* **Exercise**
Once the pictures are removed, return each record below exactly as written.

>>>>

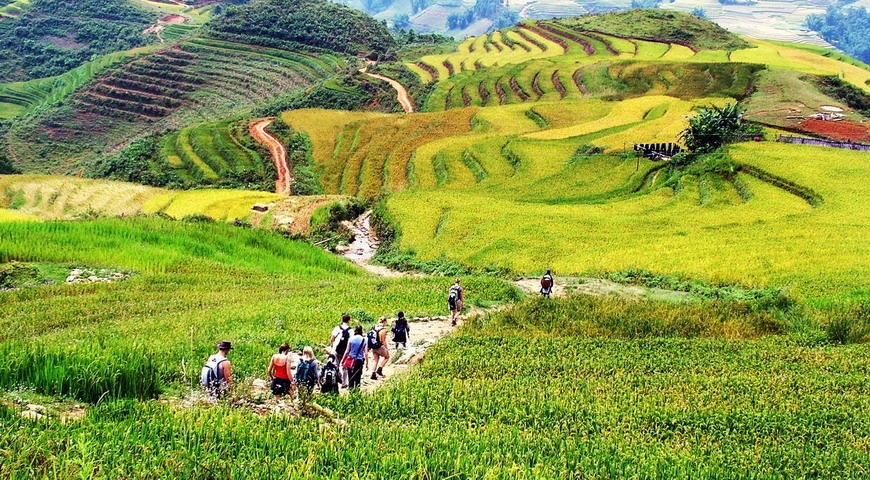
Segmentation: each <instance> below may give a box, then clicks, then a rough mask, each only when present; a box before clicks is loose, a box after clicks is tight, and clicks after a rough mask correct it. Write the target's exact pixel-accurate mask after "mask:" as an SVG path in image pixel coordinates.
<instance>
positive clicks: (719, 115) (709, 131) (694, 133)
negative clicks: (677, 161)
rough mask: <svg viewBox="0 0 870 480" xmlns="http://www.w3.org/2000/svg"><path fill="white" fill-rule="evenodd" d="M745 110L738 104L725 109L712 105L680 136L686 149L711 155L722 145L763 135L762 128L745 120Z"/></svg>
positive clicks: (727, 107)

<<<<

* **Finished task**
Segmentation: each <instance> below may give a box, then clicks, then a rough mask, each only when present; a box before clicks is loose, a box after clicks is tight, and clicks after a rough mask correct it. Write the target's exact pixel-accurate mask after "mask:" as an SVG path in image pixel coordinates.
<instance>
positive clicks: (719, 115) (709, 131) (694, 133)
negative clicks: (677, 161)
rough mask: <svg viewBox="0 0 870 480" xmlns="http://www.w3.org/2000/svg"><path fill="white" fill-rule="evenodd" d="M745 110L738 104L725 109L712 105L680 136L686 149L711 155L722 145L763 135L762 128L745 120Z"/></svg>
positive clicks: (727, 107)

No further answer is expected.